YOUR ASSIGNMENT:
Could you please retype the records exactly, minus their pictures?

ENTRIES SUPPLIED:

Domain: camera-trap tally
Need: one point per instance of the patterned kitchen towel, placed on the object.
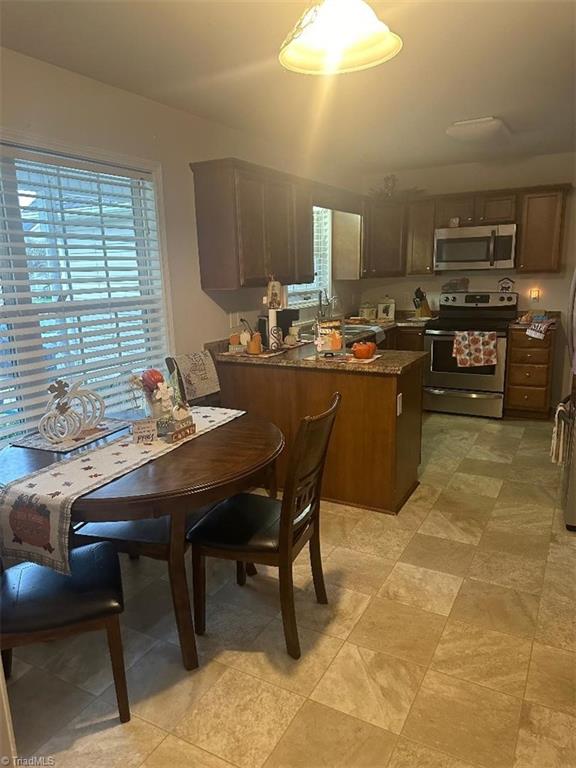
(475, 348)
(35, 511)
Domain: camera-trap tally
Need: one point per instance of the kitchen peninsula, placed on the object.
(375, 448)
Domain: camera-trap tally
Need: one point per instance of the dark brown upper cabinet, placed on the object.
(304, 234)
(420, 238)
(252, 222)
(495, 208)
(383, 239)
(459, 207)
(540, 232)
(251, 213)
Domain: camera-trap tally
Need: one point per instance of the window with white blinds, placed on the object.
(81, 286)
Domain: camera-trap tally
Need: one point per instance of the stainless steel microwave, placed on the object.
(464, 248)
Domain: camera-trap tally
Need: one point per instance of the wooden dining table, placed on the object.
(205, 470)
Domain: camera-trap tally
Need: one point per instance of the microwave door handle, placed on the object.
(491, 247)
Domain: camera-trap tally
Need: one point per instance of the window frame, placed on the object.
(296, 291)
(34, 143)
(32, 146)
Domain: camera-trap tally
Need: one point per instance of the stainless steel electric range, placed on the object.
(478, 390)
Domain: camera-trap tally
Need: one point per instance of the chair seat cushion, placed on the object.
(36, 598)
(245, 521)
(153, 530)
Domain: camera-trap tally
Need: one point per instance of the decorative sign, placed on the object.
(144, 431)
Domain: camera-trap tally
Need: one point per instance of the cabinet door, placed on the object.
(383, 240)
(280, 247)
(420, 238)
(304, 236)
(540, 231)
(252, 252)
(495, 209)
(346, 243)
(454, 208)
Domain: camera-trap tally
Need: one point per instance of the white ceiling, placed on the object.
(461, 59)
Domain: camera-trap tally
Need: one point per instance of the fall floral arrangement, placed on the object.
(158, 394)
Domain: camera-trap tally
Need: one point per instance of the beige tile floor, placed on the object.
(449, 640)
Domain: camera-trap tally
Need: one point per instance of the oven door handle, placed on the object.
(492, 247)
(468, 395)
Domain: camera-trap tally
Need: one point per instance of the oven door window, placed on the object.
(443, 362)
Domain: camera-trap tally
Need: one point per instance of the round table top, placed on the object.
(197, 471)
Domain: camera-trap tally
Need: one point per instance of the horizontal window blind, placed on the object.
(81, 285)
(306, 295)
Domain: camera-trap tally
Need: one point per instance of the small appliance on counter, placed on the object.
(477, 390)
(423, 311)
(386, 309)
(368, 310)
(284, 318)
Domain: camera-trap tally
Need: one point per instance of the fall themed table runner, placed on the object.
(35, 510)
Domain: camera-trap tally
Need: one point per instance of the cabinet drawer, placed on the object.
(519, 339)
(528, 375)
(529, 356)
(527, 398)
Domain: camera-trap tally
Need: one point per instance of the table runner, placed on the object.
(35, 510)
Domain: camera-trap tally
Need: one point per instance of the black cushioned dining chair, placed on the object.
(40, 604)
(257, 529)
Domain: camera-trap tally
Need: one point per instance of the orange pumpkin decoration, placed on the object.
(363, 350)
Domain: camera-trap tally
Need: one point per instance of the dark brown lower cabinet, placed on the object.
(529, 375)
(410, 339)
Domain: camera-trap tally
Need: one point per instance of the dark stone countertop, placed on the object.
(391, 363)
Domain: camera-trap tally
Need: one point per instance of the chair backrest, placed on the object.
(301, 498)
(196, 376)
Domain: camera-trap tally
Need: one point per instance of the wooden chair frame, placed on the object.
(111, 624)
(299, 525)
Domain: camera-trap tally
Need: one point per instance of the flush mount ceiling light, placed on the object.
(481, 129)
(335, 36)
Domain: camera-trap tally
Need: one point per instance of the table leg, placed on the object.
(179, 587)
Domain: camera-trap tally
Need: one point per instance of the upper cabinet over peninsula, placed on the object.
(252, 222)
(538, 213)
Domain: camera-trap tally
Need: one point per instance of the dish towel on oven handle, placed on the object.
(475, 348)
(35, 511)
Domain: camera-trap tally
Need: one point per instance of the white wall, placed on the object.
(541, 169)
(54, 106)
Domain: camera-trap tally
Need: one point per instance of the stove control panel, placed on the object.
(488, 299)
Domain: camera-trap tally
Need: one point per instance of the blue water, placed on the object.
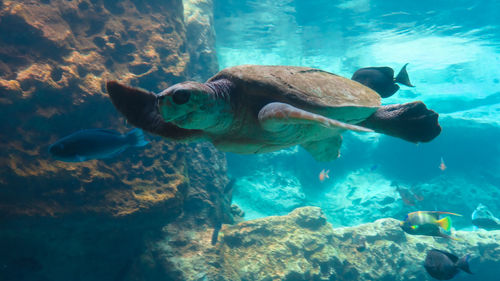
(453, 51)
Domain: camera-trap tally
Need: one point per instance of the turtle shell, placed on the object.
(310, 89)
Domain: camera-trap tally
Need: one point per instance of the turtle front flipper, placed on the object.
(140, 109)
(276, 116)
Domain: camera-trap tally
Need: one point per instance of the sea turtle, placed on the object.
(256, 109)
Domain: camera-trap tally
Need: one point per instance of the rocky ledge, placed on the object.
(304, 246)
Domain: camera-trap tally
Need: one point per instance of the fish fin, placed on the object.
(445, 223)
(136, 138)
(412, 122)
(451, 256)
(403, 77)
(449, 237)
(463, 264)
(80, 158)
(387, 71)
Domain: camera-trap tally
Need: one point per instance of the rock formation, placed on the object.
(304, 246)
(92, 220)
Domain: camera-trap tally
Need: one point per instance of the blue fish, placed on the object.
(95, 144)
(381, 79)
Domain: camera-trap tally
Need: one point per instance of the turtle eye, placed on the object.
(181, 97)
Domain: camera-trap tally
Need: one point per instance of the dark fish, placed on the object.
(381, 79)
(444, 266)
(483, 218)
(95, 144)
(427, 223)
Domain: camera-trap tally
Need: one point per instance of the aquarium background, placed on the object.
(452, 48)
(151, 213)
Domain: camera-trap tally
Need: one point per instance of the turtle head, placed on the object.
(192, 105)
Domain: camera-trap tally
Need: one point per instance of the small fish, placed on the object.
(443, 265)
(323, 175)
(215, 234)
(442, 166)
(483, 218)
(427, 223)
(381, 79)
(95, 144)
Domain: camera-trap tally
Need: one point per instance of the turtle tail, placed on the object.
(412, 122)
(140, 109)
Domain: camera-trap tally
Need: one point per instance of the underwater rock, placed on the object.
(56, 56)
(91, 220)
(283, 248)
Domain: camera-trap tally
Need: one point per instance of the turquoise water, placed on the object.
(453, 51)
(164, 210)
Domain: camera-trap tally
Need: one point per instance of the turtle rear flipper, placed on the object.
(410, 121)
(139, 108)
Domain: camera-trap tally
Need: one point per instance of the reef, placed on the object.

COMPLETED TASK:
Domain: camera-trap tally
Need: one point per instance of the patterned kitchen towel, placed on the object.
(475, 348)
(35, 511)
Domain: camera-trap tally
Need: one point per instance of the kitchen peninsula, placed on the object.
(375, 448)
Domain: camera-trap tally
Need: one point per instance of the dark brown upper cabinet, placed on the object.
(304, 234)
(420, 238)
(252, 222)
(495, 208)
(383, 239)
(459, 207)
(540, 232)
(251, 213)
Domain: camera-trap tally
Need: one point per instance of the window with white blinds, placed on the object.
(81, 286)
Domain: camera-trap tally
Need: one point per instance of the stainless steel microwave, placed on the object.
(464, 248)
Domain: camera-trap tally
Need: one point per instance of the wooden dining table, placed on the object.
(205, 470)
Domain: camera-trap tally
Need: one point per instance of the microwave door handle, placed on the object.
(491, 247)
Domain: camera-trap tally
Need: one point per instance of the window frame, placed on the object.
(296, 291)
(34, 143)
(32, 146)
Domain: camera-trap tally
Need: one point per instance of the stainless steel electric range, placed on the object.
(478, 390)
Domain: camera-trap tally
Need: one point per instance of the chair seat cushion, placed on the object.
(36, 598)
(245, 521)
(153, 530)
Domain: camera-trap tally
Need: one point per instance of the decorative sign, placed on the object.
(144, 431)
Domain: camera-trap tally
Need: one point per instance of the cabinet door, placed on the object.
(383, 240)
(280, 247)
(420, 238)
(304, 236)
(540, 231)
(252, 252)
(495, 209)
(346, 243)
(454, 208)
Domain: camera-trap tally
Need: one point per instance of the white ceiling, placed on the object.
(461, 59)
Domain: camera-trap tally
Need: one point per instance of the fall floral arrangement, placed on the object.
(158, 394)
Domain: camera-trap tally
Need: one point per instance of the beige tile floor, placed on the object.
(449, 640)
Domain: camera-trap tally
Need: one point per instance of the oven door handle, placed on the object.
(492, 247)
(468, 395)
Domain: camera-trap tally
Need: one point per instance of the oven door window, placed on the object.
(443, 362)
Domain: camera-trap tally
Need: one point per instance of the round table top, placed on the object.
(197, 471)
Domain: camera-trap tally
Need: one point per instance of the horizontal window blind, placed on the object.
(81, 285)
(306, 295)
Domain: camera-trap tally
Need: one point per instance of the small appliance on counter, placed on the object.
(477, 390)
(423, 311)
(386, 309)
(368, 310)
(284, 318)
Domain: camera-trap tally
Need: one point per instance of the fall themed table runner, placed on the object.
(35, 510)
Domain: camera-trap tally
Need: one point per instance of the cabinet drawer, placed on the object.
(519, 339)
(528, 375)
(529, 356)
(527, 398)
Domain: camera-trap tally
Need: one point per instance of the table runner, placed on the object.
(35, 510)
Domain: camera-trap tally
Need: one point per instance of the black cushioned dining chair, placed on the object.
(40, 604)
(257, 529)
Domain: camera-trap tally
Need: one point per instance of the orange pumpkin decoration, placed on the object.
(363, 350)
Domain: camera-trap tally
Need: one point per instance of the dark brown lower cabinet, placed on the object.
(529, 375)
(410, 339)
Domain: camera-trap tally
Need: one point per instance of the dark stone countertop, placed on the object.
(391, 363)
Domain: camera-trap tally
Need: one point per instance of the chair backrest, placed on the object.
(301, 498)
(196, 376)
Domain: camera-trap tally
Need: one point per instance of the wooden chair frame, placed on the object.
(111, 624)
(299, 525)
Domain: camera-trap tally
Need: one point per instance of the flush mount ceiling light, placed on the object.
(481, 129)
(335, 36)
Domain: camera-trap tally
Need: one point per instance of the table leg, placed on the object.
(179, 587)
Domain: camera-trap tally
Need: one point per instance of the upper cabinet over peninsula, placed on the object.
(252, 222)
(538, 213)
Domain: camera-trap tally
Need: one point per instance of the dish towel on oven handle, placed on the object.
(475, 348)
(35, 511)
Domain: camera-trap tally
Need: one point per instance of the white wall, placed on the object.
(541, 169)
(54, 106)
Domain: camera-trap tally
Need: one point per instance of the stove control panel, placed on the object.
(488, 299)
Domain: camera-trap tally
Need: one point per instance of the blue water, placed on the object.
(453, 51)
Domain: camera-trap tally
Need: one point per instance of the turtle shell, placed on the object.
(310, 89)
Domain: camera-trap tally
Need: one point per instance of the turtle front flipper, placed on the object.
(140, 109)
(276, 116)
Domain: camera-trap tally
Need: one point per instance of the sea turtle, placed on the object.
(256, 109)
Domain: camera-trap tally
Need: one point per instance of the rocky ledge, placed on the object.
(304, 246)
Domain: camera-trap tally
Need: one point per instance of the fish fin, placed on the object.
(445, 223)
(136, 138)
(412, 122)
(451, 256)
(403, 77)
(449, 237)
(463, 264)
(80, 158)
(387, 71)
Domain: camera-trap tally
Need: one point per instance of the rock formation, placed on the object.
(304, 246)
(92, 220)
Domain: camera-trap tally
Need: one point per instance of the blue fish, placed on the object.
(95, 144)
(381, 79)
Domain: camera-trap tally
Need: one point per instance of the turtle eye, placed on the object.
(181, 97)
Domain: camera-trap tally
Need: one point per instance of the dark fish, placed on the object.
(381, 79)
(444, 266)
(483, 218)
(95, 144)
(427, 223)
Domain: camera-trap tally
Need: one point per instance of the aquarium background, placed on the object.
(452, 48)
(151, 213)
Domain: camera-trap tally
Need: one point per instance of the turtle head, placed on the object.
(192, 105)
Domain: camera-trap tally
Need: one point per instance of the small fish, placed on the object.
(443, 265)
(323, 175)
(215, 234)
(442, 166)
(483, 218)
(427, 223)
(381, 79)
(95, 144)
Domain: camera-trap tally
Need: one point per instance of the turtle tail, placed on the object.
(412, 122)
(140, 109)
Domain: camera-trap tally
Need: one point per instance of the underwater rock, placed on the object.
(56, 56)
(91, 220)
(283, 248)
Domain: camera-trap tally
Need: one point per instance of the turquoise water, placed on the object.
(453, 51)
(164, 210)
Domain: camera-trap tally
Need: one point per instance of the turtle rear flipper, placed on the object.
(410, 121)
(139, 108)
Domain: camera-trap tally
Need: one point per instance of the reef, placed on the object.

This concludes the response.